══ EXCERPTED TEXT ══
Please note that we contacted XXXXX officials to discuss, in general terms, the application of the GST/HST to award tickets issued under the XXXXX program. We have been informed by XXXXX of XXXXX office that the GST/HST would not normally be payable on an award ticket (subject to any GST/HST that may be payable on service charges, as noted above). As such, you may wish to contact XXXXX to discuss whether a refund of tax is warranted in your particular circumstances. XXXXX has also indicated that your local XXXXX representatives can contact her directly, should they require additional clarification on the application of the GST/HST to your award ticket. XXXXX may be reached at XXXXX.
Further to this, pursuant to subsection 232(1), where a person has paid an amount as or on account of tax in error, the person may seek a refund or credit of the amount from the supplier within two years after the date the amount was charged or collected by the supplier. If the supplier chooses not to refund or credit an amount of tax collected in error, then the purchaser may apply for a rebate of the amount under subsection 261(1). An application for this rebate must be filed within two years from the day the amount in question was paid. Further information is provided in the enclosed guide General Application for GST/HST Rebates.
═══
══ DATASET RECORDS ══
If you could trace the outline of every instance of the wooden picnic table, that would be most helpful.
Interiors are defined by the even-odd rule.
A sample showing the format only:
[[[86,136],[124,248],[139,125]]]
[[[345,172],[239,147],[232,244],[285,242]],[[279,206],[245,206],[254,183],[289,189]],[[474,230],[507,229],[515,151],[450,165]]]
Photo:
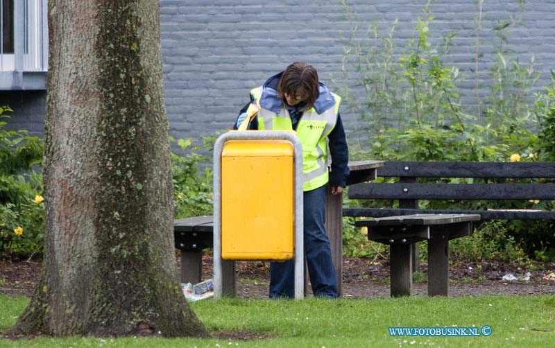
═══
**WHAT YOU HAVE TO DO:**
Please repeat the part of the GST/HST refund text that opens with the words containing "Further to this, pursuant" and closes with "for GST/HST Rebates.", swapping "purchaser" for "buyer".

**EXERCISE RESPONSE:**
Further to this, pursuant to subsection 232(1), where a person has paid an amount as or on account of tax in error, the person may seek a refund or credit of the amount from the supplier within two years after the date the amount was charged or collected by the supplier. If the supplier chooses not to refund or credit an amount of tax collected in error, then the buyer may apply for a rebate of the amount under subsection 261(1). An application for this rebate must be filed within two years from the day the amount in question was paid. Further information is provided in the enclosed guide General Application for GST/HST Rebates.